▸ What this task involves
Return the material exactly. Every line must stay as it is.

▸ Records for processing
---------------

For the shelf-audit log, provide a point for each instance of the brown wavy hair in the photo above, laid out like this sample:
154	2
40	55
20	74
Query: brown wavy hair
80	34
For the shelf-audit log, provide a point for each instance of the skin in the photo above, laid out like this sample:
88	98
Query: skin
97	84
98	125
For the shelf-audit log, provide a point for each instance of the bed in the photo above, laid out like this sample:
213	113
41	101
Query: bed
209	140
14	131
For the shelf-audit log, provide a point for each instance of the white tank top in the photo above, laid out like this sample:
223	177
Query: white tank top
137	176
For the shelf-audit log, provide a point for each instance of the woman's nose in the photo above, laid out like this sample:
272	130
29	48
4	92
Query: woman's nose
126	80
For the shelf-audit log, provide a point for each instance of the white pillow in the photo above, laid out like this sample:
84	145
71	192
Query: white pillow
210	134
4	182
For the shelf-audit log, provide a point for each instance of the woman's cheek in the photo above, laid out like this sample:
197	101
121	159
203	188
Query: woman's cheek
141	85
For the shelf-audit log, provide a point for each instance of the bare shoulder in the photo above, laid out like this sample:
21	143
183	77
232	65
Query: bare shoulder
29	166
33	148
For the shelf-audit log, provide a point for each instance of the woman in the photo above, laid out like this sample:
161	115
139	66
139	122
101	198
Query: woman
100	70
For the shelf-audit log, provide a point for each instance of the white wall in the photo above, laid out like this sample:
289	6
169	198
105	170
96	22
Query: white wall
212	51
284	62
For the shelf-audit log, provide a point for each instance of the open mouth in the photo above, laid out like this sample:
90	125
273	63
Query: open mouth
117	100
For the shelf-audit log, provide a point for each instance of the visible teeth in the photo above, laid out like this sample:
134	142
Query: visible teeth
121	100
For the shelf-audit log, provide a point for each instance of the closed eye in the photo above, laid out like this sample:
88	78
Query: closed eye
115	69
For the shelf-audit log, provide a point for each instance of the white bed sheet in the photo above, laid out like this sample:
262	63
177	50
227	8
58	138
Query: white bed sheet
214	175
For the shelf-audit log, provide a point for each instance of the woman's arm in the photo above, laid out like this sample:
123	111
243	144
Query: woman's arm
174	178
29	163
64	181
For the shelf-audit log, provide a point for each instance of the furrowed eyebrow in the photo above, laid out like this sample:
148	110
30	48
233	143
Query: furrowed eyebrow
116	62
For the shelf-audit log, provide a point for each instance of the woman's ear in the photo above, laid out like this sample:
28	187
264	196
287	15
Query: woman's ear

---------------

▸ Task answer
For the shelf-audit log, provide a point for each instance of the brown wavy hair in the photo above, laid out like this sample:
154	2
40	55
20	74
Query: brown wavy hair
80	34
For the shelf-audit log, provide a point for each instance of the skin in the photo above, laid out like this sample:
88	98
Query: skin
97	84
98	125
For the shelf-audit log, provide a point for each instance of the bed in the photo above, laid out like this sample:
213	113
41	101
Query: bed
209	140
14	131
For the shelf-audit log, provide a point for each instance of the white tank top in the photo above, laid out like this sample:
223	177
Query: white tank top
137	176
For the shelf-audit log, provide a point for each instance of the woman's nose in the photo above, laid out like this sample:
272	130
29	48
4	92
Query: woman's nose
126	80
For the shelf-audit log, provide a point for each instance of the white pillow in the photo above, laid out like this sample:
84	145
71	192
Query: white pillow
210	134
4	182
For the shelf-audit log, provide a point for each instance of the woman's cheek in the photo above, laid out like this sample:
197	101
121	159
203	188
Query: woman's cheek
141	85
For the shelf-audit log, provide a point for each instance of the bare shoulder in the photo above, laid out like this sample:
21	143
183	77
232	65
Query: bare shoulder
29	166
33	148
For the shelf-audit log, provide a point for each instance of the woman in the photo above, laid out like this sample:
161	115
139	66
139	122
101	198
Query: woman
100	70
For the shelf-audit log, provide a point for each instance of the white wall in the photo above, laid out like this sample:
289	6
169	198
105	170
96	22
Query: white wall
212	51
284	62
For the shelf-audit log, provide a point for each instance of the open mouth in the photo above, laid out like this sample:
90	125
273	63
Query: open mouth
117	100
For the shelf-audit log, provide a point for each instance of the visible teeth in the photo above, laid out like this sample:
134	142
Query: visible teeth
121	100
For the shelf-audit log, provide a point for each instance of the closed eye in the photo above, laid out like this sample:
88	78
Query: closed eye
115	69
For the shelf-audit log, provide a point for each instance of the white bed sheet in the photo above, laid out like this sample:
262	63
177	50
227	8
58	138
Query: white bed sheet
214	175
For the shelf-audit log, provide a point for each instance of the woman's arm in the photo above, laid out like this sample:
123	111
243	144
Query: woman's arm
174	178
29	163
64	181
For the shelf-audit log, provide a point for each instance of the furrowed eyebrow in the photo above, laid out like this sample:
148	110
30	48
233	143
Query: furrowed eyebrow
116	62
For the shelf-audit log, provide a point for each instance of the woman's ear in the photo above, laid out like this sample:
28	187
264	196
287	15
Query: woman's ear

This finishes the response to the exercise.